__Things to do__:
1. From the passage on the 1863 draft, list each outcome for the men conscripted in New York State, with the number of men in each.
2. Extend the passage on the 1863 draft with a few sentences that follow from its final sentence.

Firm as he had been with Seymour, Lincoln squashed all attempts to link the New York riots and leading Peace Democrats with Richmond. When James R. Gilmore of the New York Tribune called on Lincoln and proposed an investigation of the riot’s causes, the President refused, supposedly saying, “One rebellion at a time is about as much as we can conveniently handle.”

The ironic conclusion to the riots was the 1863 draft itself. Of 79,975 men conscripted in New York State, 54,765 were exempted on physical and other grounds, 15,912 bought their way out for $300, 6,998 furnished substitutes, and only 2,300—not many more than had been killed and wounded in the riots themselves—were added to the Union Army. In the North as a whole, in fact, the four drafts of 1863 and 1864 produced about 52,000 troops.

Yet the value of conscription could not be measured solely by the number of men drafted. Each state was given a quota at each call for troops, and officials tried to meet the quotas ahead of time by swelling their voluntary enlistments. So the threat of a draft was an invaluable asset as a constant prod. States and cities that raised more than their share of men could credit the extras to their quota at the time of the next draft.

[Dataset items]

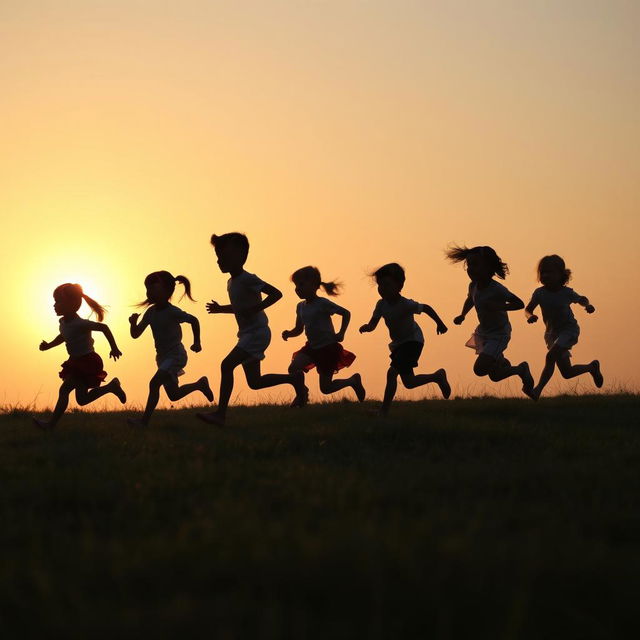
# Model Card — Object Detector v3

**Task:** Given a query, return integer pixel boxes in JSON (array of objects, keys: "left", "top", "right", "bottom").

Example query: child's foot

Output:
[
  {"left": 518, "top": 362, "right": 537, "bottom": 400},
  {"left": 127, "top": 418, "right": 147, "bottom": 429},
  {"left": 591, "top": 360, "right": 604, "bottom": 389},
  {"left": 198, "top": 376, "right": 213, "bottom": 402},
  {"left": 436, "top": 369, "right": 451, "bottom": 400},
  {"left": 196, "top": 411, "right": 225, "bottom": 427},
  {"left": 109, "top": 378, "right": 127, "bottom": 404},
  {"left": 32, "top": 416, "right": 56, "bottom": 431},
  {"left": 352, "top": 373, "right": 367, "bottom": 402},
  {"left": 290, "top": 384, "right": 309, "bottom": 409}
]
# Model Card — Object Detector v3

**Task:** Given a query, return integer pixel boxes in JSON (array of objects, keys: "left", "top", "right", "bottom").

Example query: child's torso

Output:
[
  {"left": 227, "top": 271, "right": 269, "bottom": 332},
  {"left": 378, "top": 296, "right": 424, "bottom": 349},
  {"left": 147, "top": 304, "right": 188, "bottom": 354},
  {"left": 298, "top": 298, "right": 337, "bottom": 349},
  {"left": 60, "top": 316, "right": 93, "bottom": 358},
  {"left": 535, "top": 287, "right": 580, "bottom": 332},
  {"left": 469, "top": 280, "right": 511, "bottom": 332}
]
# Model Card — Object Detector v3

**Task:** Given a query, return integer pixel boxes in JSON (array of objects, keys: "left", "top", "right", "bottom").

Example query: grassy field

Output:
[{"left": 0, "top": 395, "right": 640, "bottom": 640}]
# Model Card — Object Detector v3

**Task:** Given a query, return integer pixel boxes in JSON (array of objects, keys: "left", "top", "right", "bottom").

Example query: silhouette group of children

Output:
[{"left": 34, "top": 233, "right": 603, "bottom": 429}]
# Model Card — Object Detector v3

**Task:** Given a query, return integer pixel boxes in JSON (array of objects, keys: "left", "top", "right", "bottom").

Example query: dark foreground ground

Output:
[{"left": 0, "top": 395, "right": 640, "bottom": 640}]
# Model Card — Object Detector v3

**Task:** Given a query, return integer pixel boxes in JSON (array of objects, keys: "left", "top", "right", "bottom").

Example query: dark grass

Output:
[{"left": 0, "top": 395, "right": 640, "bottom": 639}]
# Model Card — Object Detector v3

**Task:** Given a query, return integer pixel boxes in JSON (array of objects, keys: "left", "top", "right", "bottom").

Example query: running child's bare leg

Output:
[
  {"left": 319, "top": 373, "right": 366, "bottom": 402},
  {"left": 196, "top": 347, "right": 246, "bottom": 426},
  {"left": 164, "top": 376, "right": 213, "bottom": 402},
  {"left": 558, "top": 349, "right": 603, "bottom": 388},
  {"left": 533, "top": 349, "right": 558, "bottom": 400},
  {"left": 242, "top": 359, "right": 309, "bottom": 406},
  {"left": 380, "top": 367, "right": 398, "bottom": 416},
  {"left": 76, "top": 378, "right": 127, "bottom": 407},
  {"left": 400, "top": 369, "right": 451, "bottom": 398}
]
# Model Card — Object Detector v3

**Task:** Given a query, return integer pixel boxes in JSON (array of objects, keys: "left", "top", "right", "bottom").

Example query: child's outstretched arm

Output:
[
  {"left": 185, "top": 314, "right": 202, "bottom": 353},
  {"left": 129, "top": 313, "right": 149, "bottom": 340},
  {"left": 282, "top": 313, "right": 304, "bottom": 342},
  {"left": 206, "top": 300, "right": 233, "bottom": 313},
  {"left": 39, "top": 333, "right": 64, "bottom": 351},
  {"left": 422, "top": 304, "right": 448, "bottom": 335},
  {"left": 504, "top": 291, "right": 524, "bottom": 311},
  {"left": 577, "top": 296, "right": 596, "bottom": 313},
  {"left": 89, "top": 322, "right": 122, "bottom": 360},
  {"left": 453, "top": 295, "right": 473, "bottom": 324},
  {"left": 359, "top": 313, "right": 380, "bottom": 333},
  {"left": 335, "top": 305, "right": 351, "bottom": 342}
]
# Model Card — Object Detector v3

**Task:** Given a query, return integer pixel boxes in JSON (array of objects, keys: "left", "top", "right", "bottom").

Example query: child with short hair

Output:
[
  {"left": 525, "top": 254, "right": 604, "bottom": 400},
  {"left": 197, "top": 232, "right": 309, "bottom": 426}
]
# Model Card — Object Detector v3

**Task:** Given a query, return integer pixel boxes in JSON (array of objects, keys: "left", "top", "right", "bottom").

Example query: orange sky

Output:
[{"left": 0, "top": 0, "right": 640, "bottom": 407}]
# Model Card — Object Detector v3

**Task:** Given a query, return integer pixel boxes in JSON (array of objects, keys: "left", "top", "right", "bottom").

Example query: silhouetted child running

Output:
[
  {"left": 447, "top": 247, "right": 533, "bottom": 397},
  {"left": 360, "top": 262, "right": 451, "bottom": 415},
  {"left": 282, "top": 267, "right": 366, "bottom": 402},
  {"left": 525, "top": 255, "right": 603, "bottom": 400},
  {"left": 127, "top": 271, "right": 213, "bottom": 427},
  {"left": 196, "top": 233, "right": 309, "bottom": 426},
  {"left": 33, "top": 283, "right": 127, "bottom": 429}
]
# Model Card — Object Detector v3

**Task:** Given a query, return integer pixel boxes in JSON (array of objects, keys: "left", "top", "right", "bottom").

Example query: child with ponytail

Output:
[
  {"left": 33, "top": 283, "right": 127, "bottom": 429},
  {"left": 128, "top": 271, "right": 213, "bottom": 427}
]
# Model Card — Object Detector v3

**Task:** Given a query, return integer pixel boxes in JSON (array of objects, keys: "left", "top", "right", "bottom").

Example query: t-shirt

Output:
[
  {"left": 60, "top": 316, "right": 93, "bottom": 358},
  {"left": 139, "top": 304, "right": 193, "bottom": 356},
  {"left": 373, "top": 296, "right": 424, "bottom": 349},
  {"left": 227, "top": 271, "right": 269, "bottom": 333},
  {"left": 469, "top": 280, "right": 512, "bottom": 333},
  {"left": 531, "top": 287, "right": 582, "bottom": 333},
  {"left": 296, "top": 298, "right": 342, "bottom": 349}
]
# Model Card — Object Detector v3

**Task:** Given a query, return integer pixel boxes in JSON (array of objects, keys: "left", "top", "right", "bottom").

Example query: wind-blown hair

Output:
[
  {"left": 53, "top": 282, "right": 107, "bottom": 322},
  {"left": 445, "top": 245, "right": 509, "bottom": 280},
  {"left": 537, "top": 253, "right": 571, "bottom": 286},
  {"left": 371, "top": 262, "right": 405, "bottom": 288},
  {"left": 211, "top": 231, "right": 249, "bottom": 260},
  {"left": 291, "top": 266, "right": 342, "bottom": 296},
  {"left": 136, "top": 271, "right": 195, "bottom": 307}
]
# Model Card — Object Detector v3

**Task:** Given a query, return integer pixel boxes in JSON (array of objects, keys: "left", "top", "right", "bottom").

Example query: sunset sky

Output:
[{"left": 0, "top": 0, "right": 640, "bottom": 408}]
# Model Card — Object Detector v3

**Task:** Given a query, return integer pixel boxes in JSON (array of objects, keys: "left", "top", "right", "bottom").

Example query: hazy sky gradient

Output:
[{"left": 0, "top": 0, "right": 640, "bottom": 406}]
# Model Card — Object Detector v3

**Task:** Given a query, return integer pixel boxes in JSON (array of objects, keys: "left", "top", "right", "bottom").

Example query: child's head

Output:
[
  {"left": 447, "top": 245, "right": 509, "bottom": 281},
  {"left": 538, "top": 254, "right": 571, "bottom": 287},
  {"left": 139, "top": 271, "right": 195, "bottom": 307},
  {"left": 211, "top": 232, "right": 249, "bottom": 273},
  {"left": 291, "top": 267, "right": 341, "bottom": 300},
  {"left": 53, "top": 282, "right": 106, "bottom": 322},
  {"left": 371, "top": 262, "right": 405, "bottom": 300}
]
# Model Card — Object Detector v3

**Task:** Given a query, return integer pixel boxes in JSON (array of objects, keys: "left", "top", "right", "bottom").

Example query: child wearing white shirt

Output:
[
  {"left": 360, "top": 262, "right": 451, "bottom": 415},
  {"left": 525, "top": 254, "right": 604, "bottom": 400}
]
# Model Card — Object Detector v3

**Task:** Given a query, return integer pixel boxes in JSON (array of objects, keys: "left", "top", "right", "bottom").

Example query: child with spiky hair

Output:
[
  {"left": 525, "top": 254, "right": 603, "bottom": 400},
  {"left": 447, "top": 246, "right": 533, "bottom": 397},
  {"left": 360, "top": 262, "right": 451, "bottom": 415},
  {"left": 197, "top": 233, "right": 309, "bottom": 426}
]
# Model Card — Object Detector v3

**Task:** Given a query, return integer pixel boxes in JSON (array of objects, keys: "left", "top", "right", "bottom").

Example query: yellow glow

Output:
[{"left": 0, "top": 0, "right": 640, "bottom": 406}]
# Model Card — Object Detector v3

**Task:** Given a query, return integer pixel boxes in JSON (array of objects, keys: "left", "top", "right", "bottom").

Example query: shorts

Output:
[
  {"left": 58, "top": 351, "right": 107, "bottom": 389},
  {"left": 156, "top": 345, "right": 188, "bottom": 379},
  {"left": 464, "top": 328, "right": 511, "bottom": 361},
  {"left": 389, "top": 341, "right": 424, "bottom": 375},
  {"left": 291, "top": 342, "right": 356, "bottom": 375},
  {"left": 544, "top": 327, "right": 580, "bottom": 350},
  {"left": 236, "top": 327, "right": 271, "bottom": 360}
]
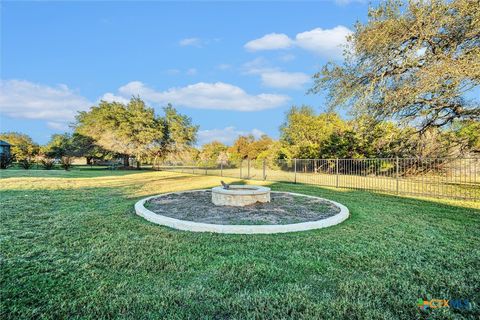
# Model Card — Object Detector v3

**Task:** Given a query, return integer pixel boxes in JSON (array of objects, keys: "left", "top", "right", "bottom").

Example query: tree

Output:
[
  {"left": 280, "top": 106, "right": 346, "bottom": 159},
  {"left": 76, "top": 97, "right": 198, "bottom": 166},
  {"left": 71, "top": 132, "right": 111, "bottom": 165},
  {"left": 248, "top": 134, "right": 273, "bottom": 159},
  {"left": 311, "top": 0, "right": 480, "bottom": 131},
  {"left": 198, "top": 141, "right": 228, "bottom": 166},
  {"left": 228, "top": 134, "right": 255, "bottom": 161},
  {"left": 163, "top": 104, "right": 198, "bottom": 152},
  {"left": 41, "top": 133, "right": 75, "bottom": 159},
  {"left": 0, "top": 132, "right": 39, "bottom": 161}
]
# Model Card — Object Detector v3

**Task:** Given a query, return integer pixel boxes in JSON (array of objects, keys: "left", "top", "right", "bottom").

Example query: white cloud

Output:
[
  {"left": 118, "top": 81, "right": 290, "bottom": 111},
  {"left": 47, "top": 121, "right": 69, "bottom": 131},
  {"left": 217, "top": 63, "right": 232, "bottom": 71},
  {"left": 244, "top": 33, "right": 293, "bottom": 51},
  {"left": 260, "top": 71, "right": 310, "bottom": 89},
  {"left": 0, "top": 80, "right": 92, "bottom": 127},
  {"left": 245, "top": 25, "right": 352, "bottom": 58},
  {"left": 278, "top": 53, "right": 295, "bottom": 62},
  {"left": 166, "top": 69, "right": 181, "bottom": 76},
  {"left": 198, "top": 127, "right": 265, "bottom": 145},
  {"left": 295, "top": 26, "right": 352, "bottom": 57},
  {"left": 178, "top": 38, "right": 202, "bottom": 47},
  {"left": 335, "top": 0, "right": 367, "bottom": 6},
  {"left": 243, "top": 57, "right": 310, "bottom": 89},
  {"left": 99, "top": 92, "right": 130, "bottom": 104},
  {"left": 187, "top": 68, "right": 197, "bottom": 76}
]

__Answer list__:
1.
- Exempted on physical and other grounds: 54,765
- Bought their way out for $300: 15,912
- Furnished substitutes: 6,998
- Added to the Union Army: 2,300

2.
There was a further irony in the attention focused by the riots on the $300 exemption clause. During the debates on a new draft law early in 1864, a large block of senators and congressmen opposed the exemption as “class legislation.” Lincoln himself, with an election only a few months off, joined the opposition in June, thus daring the political wrath of those in wealth and power who supported the exemption. The final bill, passed on July 4, established a new system of bounty payments in graduated amounts for one-year, two-year, and three-year volunteers.

But when the $300 exemption came to a vote, both Fernando and Ben Wood, the most frenzied opponents of the exemption as a crime against the poor, refrained from voting!

And to add to the complex irony, the War Department during the fall, 1864, draft was so intent on placating New York that 18,448 men who had enlisted in the Navy during the four preceding years were credited to the city. Thus was its quota virtually filled by paper logistics. Thus did sailors from Iowa or Michigan, who happened to have signed their Navy papers in New York, keep the specter of another draft riot from a city that had already known the worst explosion in the nation’s history.